==== THE RECORDS ====

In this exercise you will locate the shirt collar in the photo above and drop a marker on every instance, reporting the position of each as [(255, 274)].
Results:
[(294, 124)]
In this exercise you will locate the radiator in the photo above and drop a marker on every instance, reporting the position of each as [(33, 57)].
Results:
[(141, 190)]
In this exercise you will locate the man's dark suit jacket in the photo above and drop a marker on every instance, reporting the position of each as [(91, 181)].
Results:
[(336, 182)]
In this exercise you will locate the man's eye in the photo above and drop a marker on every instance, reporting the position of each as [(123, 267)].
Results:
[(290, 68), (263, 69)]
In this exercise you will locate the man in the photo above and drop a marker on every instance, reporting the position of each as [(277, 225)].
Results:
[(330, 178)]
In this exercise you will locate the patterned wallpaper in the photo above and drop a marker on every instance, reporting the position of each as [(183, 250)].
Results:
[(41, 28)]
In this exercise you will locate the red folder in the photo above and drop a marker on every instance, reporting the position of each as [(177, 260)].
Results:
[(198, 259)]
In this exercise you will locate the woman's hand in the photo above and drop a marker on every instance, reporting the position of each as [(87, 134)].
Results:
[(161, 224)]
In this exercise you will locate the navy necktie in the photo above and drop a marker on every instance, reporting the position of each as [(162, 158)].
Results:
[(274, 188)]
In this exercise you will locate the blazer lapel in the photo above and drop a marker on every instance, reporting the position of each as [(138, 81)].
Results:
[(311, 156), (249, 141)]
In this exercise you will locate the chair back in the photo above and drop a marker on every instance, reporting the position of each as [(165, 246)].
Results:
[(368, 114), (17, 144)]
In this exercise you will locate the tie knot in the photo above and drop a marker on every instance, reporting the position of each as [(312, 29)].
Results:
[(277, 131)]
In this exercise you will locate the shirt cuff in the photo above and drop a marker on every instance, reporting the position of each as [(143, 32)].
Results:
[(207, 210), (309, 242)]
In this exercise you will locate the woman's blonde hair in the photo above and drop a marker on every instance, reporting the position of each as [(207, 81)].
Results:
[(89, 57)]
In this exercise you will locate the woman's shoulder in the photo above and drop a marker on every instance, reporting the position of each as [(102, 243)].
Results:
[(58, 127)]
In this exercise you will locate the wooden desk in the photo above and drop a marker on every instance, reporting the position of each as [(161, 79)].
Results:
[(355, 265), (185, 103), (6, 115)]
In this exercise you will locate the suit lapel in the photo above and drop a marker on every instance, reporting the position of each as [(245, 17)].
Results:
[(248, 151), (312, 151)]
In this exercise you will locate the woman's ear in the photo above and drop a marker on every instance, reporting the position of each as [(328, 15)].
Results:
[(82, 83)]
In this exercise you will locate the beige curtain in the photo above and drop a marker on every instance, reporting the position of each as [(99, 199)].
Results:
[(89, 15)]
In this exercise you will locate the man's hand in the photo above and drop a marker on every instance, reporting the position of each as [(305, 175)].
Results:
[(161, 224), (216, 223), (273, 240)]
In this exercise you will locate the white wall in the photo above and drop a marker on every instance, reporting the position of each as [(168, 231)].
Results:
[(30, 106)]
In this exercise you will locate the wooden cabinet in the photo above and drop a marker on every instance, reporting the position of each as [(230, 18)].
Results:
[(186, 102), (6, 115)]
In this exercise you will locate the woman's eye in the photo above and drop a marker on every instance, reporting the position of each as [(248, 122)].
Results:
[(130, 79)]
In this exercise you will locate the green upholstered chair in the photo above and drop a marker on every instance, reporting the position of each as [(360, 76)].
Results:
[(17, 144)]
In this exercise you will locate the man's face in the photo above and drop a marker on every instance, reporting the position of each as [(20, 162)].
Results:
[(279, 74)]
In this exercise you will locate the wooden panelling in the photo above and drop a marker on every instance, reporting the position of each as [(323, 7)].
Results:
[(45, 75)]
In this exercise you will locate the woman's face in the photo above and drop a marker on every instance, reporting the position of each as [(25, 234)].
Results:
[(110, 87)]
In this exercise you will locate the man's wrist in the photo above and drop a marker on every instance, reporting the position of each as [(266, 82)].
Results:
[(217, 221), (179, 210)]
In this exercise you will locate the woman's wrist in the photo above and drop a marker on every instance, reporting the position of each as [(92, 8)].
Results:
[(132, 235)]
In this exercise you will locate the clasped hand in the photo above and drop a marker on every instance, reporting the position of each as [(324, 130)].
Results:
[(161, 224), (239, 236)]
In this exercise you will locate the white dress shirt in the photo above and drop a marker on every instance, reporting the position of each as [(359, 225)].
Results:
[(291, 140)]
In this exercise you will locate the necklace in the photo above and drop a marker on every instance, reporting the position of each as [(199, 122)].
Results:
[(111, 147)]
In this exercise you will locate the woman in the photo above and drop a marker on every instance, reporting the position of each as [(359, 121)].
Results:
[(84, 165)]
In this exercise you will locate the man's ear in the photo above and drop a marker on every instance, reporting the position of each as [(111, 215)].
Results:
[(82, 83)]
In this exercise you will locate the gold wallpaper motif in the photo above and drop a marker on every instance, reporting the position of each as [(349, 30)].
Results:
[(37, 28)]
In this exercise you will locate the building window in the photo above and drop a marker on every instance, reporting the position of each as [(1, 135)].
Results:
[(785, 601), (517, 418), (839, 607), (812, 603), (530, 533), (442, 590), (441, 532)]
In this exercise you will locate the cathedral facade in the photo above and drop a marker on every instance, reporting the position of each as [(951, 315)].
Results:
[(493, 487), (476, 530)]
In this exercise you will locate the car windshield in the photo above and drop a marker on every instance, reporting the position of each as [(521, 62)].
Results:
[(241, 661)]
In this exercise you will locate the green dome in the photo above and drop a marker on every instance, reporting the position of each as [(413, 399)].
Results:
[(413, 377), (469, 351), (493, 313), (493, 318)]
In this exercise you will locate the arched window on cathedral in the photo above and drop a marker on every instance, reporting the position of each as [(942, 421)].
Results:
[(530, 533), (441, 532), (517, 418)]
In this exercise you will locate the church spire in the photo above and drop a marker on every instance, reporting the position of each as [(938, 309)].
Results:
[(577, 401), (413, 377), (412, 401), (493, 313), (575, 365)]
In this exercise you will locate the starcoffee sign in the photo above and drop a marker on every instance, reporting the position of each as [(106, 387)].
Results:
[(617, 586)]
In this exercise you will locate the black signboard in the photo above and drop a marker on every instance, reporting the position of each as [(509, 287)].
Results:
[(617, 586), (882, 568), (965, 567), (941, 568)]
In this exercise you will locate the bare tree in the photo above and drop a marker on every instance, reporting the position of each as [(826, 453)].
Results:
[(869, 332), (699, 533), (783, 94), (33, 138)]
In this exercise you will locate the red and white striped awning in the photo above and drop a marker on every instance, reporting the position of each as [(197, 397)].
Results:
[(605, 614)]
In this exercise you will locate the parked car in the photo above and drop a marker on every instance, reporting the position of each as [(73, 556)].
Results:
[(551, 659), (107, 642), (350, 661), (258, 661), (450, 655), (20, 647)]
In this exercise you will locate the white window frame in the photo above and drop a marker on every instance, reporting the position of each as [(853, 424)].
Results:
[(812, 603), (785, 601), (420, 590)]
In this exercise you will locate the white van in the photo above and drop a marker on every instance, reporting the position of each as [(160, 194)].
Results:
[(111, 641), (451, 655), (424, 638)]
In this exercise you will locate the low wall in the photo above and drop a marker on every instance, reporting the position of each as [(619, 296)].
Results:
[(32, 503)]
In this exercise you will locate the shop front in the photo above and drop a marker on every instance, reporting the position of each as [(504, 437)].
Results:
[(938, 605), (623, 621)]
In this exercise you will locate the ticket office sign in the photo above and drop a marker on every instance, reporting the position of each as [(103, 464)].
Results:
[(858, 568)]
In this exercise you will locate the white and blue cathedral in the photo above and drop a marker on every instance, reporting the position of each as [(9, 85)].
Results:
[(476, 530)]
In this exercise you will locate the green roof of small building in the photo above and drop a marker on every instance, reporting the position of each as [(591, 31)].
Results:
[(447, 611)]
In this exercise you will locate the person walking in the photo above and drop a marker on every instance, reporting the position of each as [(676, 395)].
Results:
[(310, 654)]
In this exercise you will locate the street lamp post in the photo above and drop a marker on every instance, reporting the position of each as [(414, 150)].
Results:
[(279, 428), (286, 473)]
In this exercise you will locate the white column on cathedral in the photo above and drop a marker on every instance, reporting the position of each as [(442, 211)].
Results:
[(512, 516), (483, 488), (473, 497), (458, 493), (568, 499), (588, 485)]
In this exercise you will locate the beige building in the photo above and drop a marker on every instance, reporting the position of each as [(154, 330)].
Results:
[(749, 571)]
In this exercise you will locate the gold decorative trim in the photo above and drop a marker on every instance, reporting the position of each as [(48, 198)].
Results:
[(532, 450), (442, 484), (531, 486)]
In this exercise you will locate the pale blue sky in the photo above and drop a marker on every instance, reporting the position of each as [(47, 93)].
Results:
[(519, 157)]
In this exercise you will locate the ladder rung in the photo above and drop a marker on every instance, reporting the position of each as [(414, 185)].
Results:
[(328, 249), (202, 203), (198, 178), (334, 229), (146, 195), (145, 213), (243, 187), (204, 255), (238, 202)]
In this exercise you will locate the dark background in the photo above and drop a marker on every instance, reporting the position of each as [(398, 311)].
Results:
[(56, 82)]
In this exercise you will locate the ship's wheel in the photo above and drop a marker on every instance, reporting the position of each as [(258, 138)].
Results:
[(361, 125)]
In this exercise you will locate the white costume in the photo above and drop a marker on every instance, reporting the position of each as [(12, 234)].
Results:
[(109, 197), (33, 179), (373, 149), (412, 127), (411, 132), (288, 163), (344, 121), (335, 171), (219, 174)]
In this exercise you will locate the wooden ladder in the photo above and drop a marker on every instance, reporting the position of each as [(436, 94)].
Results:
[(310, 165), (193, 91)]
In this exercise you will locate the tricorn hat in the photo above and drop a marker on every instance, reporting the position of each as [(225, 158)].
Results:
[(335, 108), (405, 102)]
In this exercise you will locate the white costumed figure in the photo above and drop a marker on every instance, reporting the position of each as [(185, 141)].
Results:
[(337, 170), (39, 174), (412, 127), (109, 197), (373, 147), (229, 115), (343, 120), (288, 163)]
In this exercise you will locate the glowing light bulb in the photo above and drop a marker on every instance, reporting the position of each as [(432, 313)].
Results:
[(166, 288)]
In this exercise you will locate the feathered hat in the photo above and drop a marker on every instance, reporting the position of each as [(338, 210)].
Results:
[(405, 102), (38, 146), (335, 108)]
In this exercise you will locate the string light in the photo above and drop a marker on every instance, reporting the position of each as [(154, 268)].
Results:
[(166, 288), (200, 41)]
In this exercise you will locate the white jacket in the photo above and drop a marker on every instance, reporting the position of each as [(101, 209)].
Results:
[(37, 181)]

====

TASK OBJECTIVE: Output the items from the line with "In this exercise you will locate the green roof" up to and including the line with "[(310, 654)]" as a Markdown table with the columns Row and Line text, one numbered row per line and no blank lines.

OUTPUT OF THE EXERCISE:
| Row | Line text |
|---|---|
| 1 | In this exercise you will locate the green roof of small building in the photo above and drop a marker on every instance, reporting the position of each as [(591, 31)]. |
| 2 | Results: |
| 3 | [(447, 611)] |
| 4 | In this exercise you will locate the person walking in the photo above and drop a marker on every instance, reporting the position of each as [(676, 395)]. |
| 5 | Results: |
| 6 | [(310, 654)] |